*Your objective*: Rewrite the rows below, putting "drum stand" wherever "cymbal stand" appears and leaving everything else unchanged.

*** Data excerpts

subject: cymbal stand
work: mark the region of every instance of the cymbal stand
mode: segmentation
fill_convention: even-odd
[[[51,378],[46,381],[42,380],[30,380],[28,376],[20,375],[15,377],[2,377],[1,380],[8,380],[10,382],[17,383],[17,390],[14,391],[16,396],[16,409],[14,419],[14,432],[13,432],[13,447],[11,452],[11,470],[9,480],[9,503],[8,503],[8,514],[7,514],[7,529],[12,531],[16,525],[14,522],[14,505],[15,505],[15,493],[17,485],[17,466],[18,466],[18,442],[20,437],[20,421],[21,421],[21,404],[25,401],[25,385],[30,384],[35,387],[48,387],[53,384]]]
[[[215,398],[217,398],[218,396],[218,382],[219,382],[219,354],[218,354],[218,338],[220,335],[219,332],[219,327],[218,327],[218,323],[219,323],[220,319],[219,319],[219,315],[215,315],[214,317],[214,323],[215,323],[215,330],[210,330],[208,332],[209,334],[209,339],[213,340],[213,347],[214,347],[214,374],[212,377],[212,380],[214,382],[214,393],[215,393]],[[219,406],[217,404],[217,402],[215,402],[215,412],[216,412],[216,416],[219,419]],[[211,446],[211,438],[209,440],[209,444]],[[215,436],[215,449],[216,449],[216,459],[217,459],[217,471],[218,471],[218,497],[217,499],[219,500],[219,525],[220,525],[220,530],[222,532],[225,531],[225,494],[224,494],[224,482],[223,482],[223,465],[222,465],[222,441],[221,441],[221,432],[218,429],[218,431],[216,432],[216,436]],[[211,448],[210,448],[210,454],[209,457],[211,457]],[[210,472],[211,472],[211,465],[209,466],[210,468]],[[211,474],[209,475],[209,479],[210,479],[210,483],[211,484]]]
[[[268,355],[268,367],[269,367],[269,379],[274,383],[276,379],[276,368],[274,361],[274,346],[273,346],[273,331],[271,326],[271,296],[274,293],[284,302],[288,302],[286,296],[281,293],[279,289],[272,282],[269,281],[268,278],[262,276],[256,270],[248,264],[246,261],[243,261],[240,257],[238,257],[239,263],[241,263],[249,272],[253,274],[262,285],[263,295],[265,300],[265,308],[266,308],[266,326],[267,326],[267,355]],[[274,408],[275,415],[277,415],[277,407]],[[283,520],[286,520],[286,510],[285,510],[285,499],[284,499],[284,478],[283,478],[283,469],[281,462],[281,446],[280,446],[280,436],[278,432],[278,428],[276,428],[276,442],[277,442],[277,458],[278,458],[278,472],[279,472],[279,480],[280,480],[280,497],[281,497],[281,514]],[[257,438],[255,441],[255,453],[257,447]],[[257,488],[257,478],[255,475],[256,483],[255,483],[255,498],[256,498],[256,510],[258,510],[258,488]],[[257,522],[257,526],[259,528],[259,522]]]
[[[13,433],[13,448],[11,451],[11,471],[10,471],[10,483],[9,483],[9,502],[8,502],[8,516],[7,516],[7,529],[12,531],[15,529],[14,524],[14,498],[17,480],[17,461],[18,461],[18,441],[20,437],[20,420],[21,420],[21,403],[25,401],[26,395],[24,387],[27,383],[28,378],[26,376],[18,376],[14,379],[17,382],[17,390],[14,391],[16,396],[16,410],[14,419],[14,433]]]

******

*Written solution*:
subject: drum stand
work: mark the region of every instance of the drum stand
mode: segmentation
fill_convention: even-odd
[[[51,378],[46,381],[42,380],[30,380],[28,376],[20,375],[15,377],[2,377],[1,380],[8,380],[10,382],[17,383],[17,390],[14,391],[16,396],[16,409],[14,419],[14,432],[13,432],[13,447],[11,452],[11,470],[9,480],[9,503],[8,503],[8,514],[7,514],[7,529],[12,531],[16,525],[14,522],[14,505],[15,505],[15,493],[17,485],[17,466],[18,466],[18,442],[20,437],[20,421],[21,421],[21,404],[25,401],[25,385],[30,384],[35,387],[48,387],[53,384]]]
[[[215,398],[217,398],[218,396],[218,382],[219,382],[219,354],[218,354],[218,338],[220,335],[219,332],[219,327],[218,327],[218,323],[219,323],[220,319],[219,319],[219,315],[215,315],[214,317],[214,323],[215,323],[215,330],[210,330],[208,332],[209,334],[209,339],[213,340],[213,347],[214,347],[214,374],[212,377],[212,380],[214,382],[214,393],[215,393]],[[219,406],[217,404],[217,402],[215,402],[215,412],[216,412],[216,416],[219,419]],[[211,446],[211,438],[209,440],[209,444]],[[215,436],[215,449],[216,449],[216,459],[217,459],[217,471],[218,471],[218,497],[217,499],[219,500],[219,525],[220,525],[220,530],[222,532],[225,531],[225,494],[224,494],[224,482],[223,482],[223,465],[222,465],[222,441],[221,441],[221,432],[218,429],[218,431],[216,432],[216,436]],[[211,448],[210,448],[210,454],[209,457],[211,457]],[[210,472],[211,472],[211,465],[209,466],[210,468]],[[211,474],[209,475],[209,479],[210,479],[210,483],[211,484]]]
[[[268,355],[268,367],[269,367],[269,379],[274,383],[276,379],[276,368],[274,361],[274,346],[273,346],[273,331],[271,326],[271,296],[274,293],[284,302],[288,302],[286,296],[281,293],[279,289],[272,282],[269,281],[268,278],[262,276],[256,270],[248,264],[246,261],[243,261],[240,257],[238,257],[239,263],[241,263],[249,272],[253,274],[262,285],[263,295],[265,300],[265,308],[266,308],[266,326],[267,326],[267,355]],[[274,408],[275,415],[277,415],[277,407]],[[283,520],[286,520],[286,510],[285,510],[285,499],[284,499],[284,478],[283,478],[283,469],[281,462],[281,446],[280,446],[280,436],[278,432],[278,428],[276,428],[276,442],[277,442],[277,458],[278,458],[278,472],[279,472],[279,480],[280,480],[280,497],[281,497],[281,514]],[[257,438],[255,441],[255,453],[257,447]],[[257,488],[257,478],[255,475],[256,483],[255,483],[255,498],[256,498],[256,510],[258,510],[258,488]],[[257,522],[257,526],[259,528],[259,522]]]
[[[13,433],[13,448],[11,451],[11,471],[10,471],[10,483],[9,483],[9,502],[8,502],[8,516],[7,516],[7,529],[12,531],[15,529],[14,524],[14,498],[17,480],[17,461],[18,461],[18,441],[20,437],[20,420],[21,420],[21,403],[25,401],[26,395],[24,387],[27,383],[28,378],[26,376],[18,376],[14,379],[17,382],[17,390],[14,391],[16,396],[16,410],[14,419],[14,433]]]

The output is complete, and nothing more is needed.